══ Provided entries

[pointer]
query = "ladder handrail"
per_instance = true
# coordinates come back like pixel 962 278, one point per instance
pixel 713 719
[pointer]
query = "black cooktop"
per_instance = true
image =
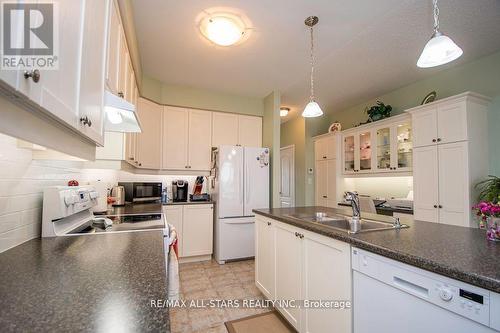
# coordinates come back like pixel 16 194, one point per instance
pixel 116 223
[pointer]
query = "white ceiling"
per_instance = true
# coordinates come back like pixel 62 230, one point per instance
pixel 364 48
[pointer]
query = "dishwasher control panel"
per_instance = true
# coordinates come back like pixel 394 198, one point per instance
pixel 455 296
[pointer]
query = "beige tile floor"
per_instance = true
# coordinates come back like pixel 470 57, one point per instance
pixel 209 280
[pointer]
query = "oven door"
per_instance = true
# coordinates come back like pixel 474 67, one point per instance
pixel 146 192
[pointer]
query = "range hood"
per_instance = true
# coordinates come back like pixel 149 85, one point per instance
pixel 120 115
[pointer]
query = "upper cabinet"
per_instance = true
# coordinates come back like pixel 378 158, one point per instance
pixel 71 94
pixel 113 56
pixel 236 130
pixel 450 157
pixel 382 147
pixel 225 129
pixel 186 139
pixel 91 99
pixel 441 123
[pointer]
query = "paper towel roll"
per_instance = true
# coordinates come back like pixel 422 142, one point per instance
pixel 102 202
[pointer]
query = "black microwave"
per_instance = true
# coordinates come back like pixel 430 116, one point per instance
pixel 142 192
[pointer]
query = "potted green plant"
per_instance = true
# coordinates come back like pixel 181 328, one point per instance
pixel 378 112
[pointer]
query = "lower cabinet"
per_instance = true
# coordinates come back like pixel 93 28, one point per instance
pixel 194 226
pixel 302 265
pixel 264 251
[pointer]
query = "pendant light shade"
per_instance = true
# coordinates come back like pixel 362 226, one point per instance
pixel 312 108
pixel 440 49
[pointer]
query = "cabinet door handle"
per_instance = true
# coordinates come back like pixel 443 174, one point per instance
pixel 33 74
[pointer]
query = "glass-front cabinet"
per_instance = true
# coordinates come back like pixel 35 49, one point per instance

════

Task to complete:
Switch every "one point per instance" to "one point per object" across all the records, keep every other part unchanged, and write the records out again with the pictures left out.

Output of the exercise:
[pointer]
query = "ladder handrail"
per_instance = true
# coordinates come back like pixel 962 278, one point per object
pixel 713 719
[pointer]
query = "black cooktop"
per_instance = true
image =
# coordinates come back like pixel 16 194, one point per object
pixel 116 223
[pointer]
query = "white ceiling"
per_instance = true
# coordinates come back like pixel 62 230, one point per object
pixel 364 48
[pointer]
query = "dishwasher control panel"
per_instance = true
# coordinates come back like pixel 394 198, one point per object
pixel 455 296
[pointer]
query = "beige tile floor"
per_instance = true
# coordinates come back like pixel 470 57, one point per object
pixel 209 280
[pointer]
query = "oven door"
per_instance = true
# coordinates come back like pixel 474 67, one point per object
pixel 146 192
[pointer]
query = "range hood"
per_instance = true
# coordinates come back like pixel 149 85, one point per object
pixel 120 115
[pointer]
query = "upper cabinet"
per_instance = true
# coordinates come back like pixel 378 158, one point per object
pixel 71 94
pixel 113 56
pixel 236 130
pixel 450 157
pixel 382 147
pixel 225 129
pixel 186 139
pixel 91 99
pixel 441 123
[pointer]
query = "paper towel roll"
per_instance = true
# coordinates come back like pixel 422 142, one point per object
pixel 102 202
[pointer]
query = "black microwave"
per_instance = true
# coordinates come back like pixel 430 116, one point per object
pixel 142 192
[pointer]
query = "potted green plant"
per_instance = true
# coordinates come back like pixel 181 328, one point per object
pixel 378 112
[pointer]
query = "lower cabinet"
per_instance = true
# coordinates come back like pixel 93 28, one point per object
pixel 194 226
pixel 302 265
pixel 264 251
[pointer]
query = "pendant light shade"
per_instance = true
# coordinates come back like pixel 362 226, one point per object
pixel 312 108
pixel 440 49
[pointer]
query = "cabinet door handle"
per_instance = true
# coordinates come back like pixel 443 174, one point per object
pixel 33 74
[pointer]
query = "glass-front cabinet"
per_instance = true
# coordinates come back like pixel 35 49, one point per object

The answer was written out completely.